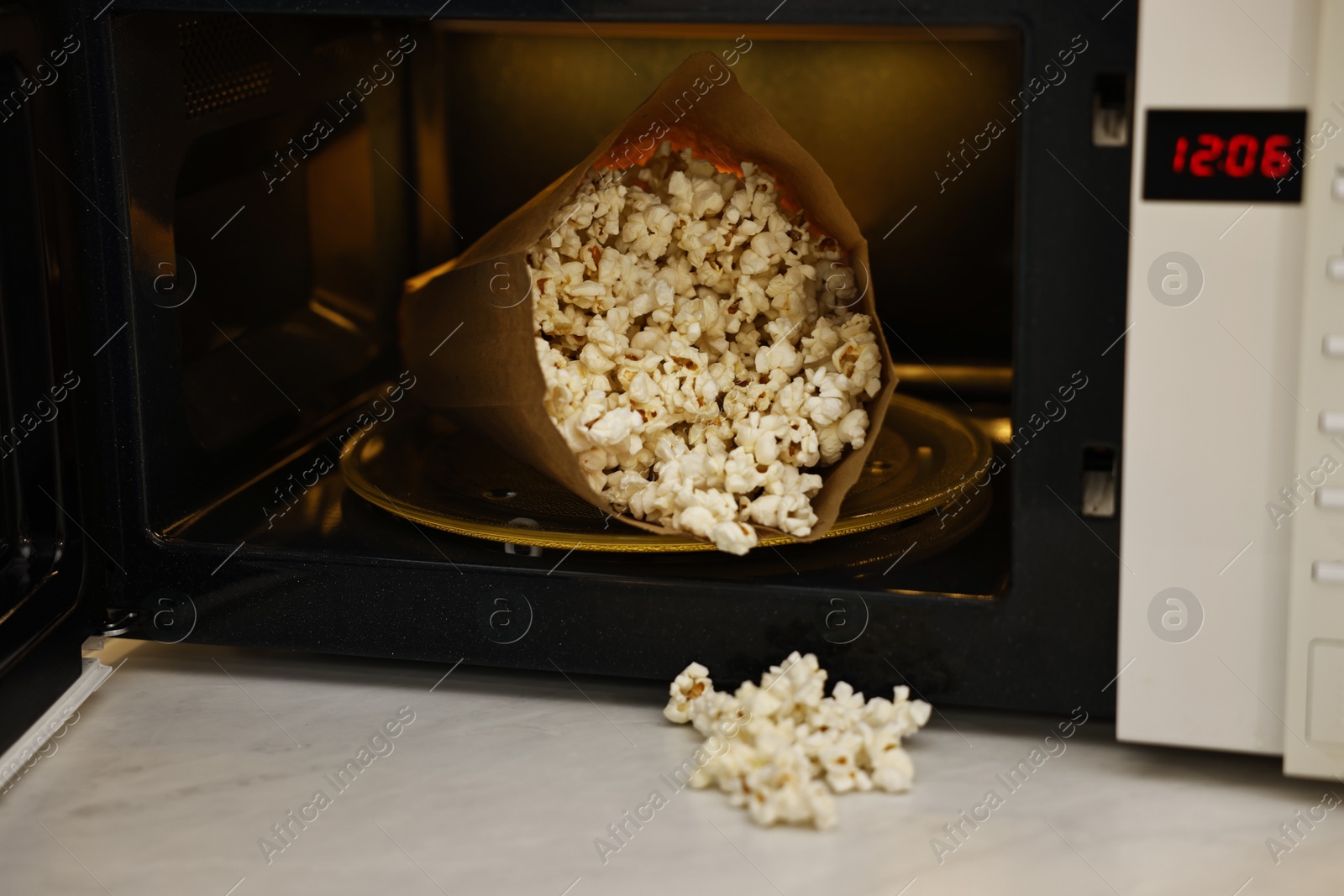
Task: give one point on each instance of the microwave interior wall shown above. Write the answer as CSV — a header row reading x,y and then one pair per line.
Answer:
x,y
276,214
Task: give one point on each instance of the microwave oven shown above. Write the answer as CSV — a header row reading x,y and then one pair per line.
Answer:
x,y
1100,242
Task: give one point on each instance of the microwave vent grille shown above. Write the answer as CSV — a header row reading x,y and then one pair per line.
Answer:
x,y
223,62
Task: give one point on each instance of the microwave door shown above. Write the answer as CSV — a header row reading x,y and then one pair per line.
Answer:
x,y
46,558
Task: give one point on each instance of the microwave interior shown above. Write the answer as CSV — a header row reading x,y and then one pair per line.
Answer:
x,y
277,210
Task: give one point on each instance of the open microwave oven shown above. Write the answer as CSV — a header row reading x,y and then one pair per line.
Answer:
x,y
1102,237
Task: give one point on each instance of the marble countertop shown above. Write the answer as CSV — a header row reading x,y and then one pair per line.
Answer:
x,y
499,782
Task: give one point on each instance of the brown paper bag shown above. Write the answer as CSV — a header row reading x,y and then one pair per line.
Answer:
x,y
487,375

● **Exercise prompt**
Render every line from the one containing "Task: give one point on each instance of the open" up to and including the final line of the entries as a Markdown table with columns Row and Line, skipping blank lines.

● **Solution to the problem**
| Row | Line |
|---|---|
| 1 | Task: give one point on each instance of the open microwave oven shown above. Write the answer as CSV — a header row reading x,y and then one pair per line. |
| 2 | Answer: |
| 3 | x,y |
| 4 | 1102,237 |
| 5 | Task: give one point on each instance of the marble countertop shown above. Write the answer as CSV — a header row reading x,y and then one pair per line. |
| 6 | Answer: |
| 7 | x,y |
| 8 | 499,782 |
| 9 | Task: give one point on each instance of the brown paper bag shown above. Write the answer as CSV — a header row reading x,y and then one pair per line. |
| 10 | Answer: |
| 11 | x,y |
| 12 | 487,375 |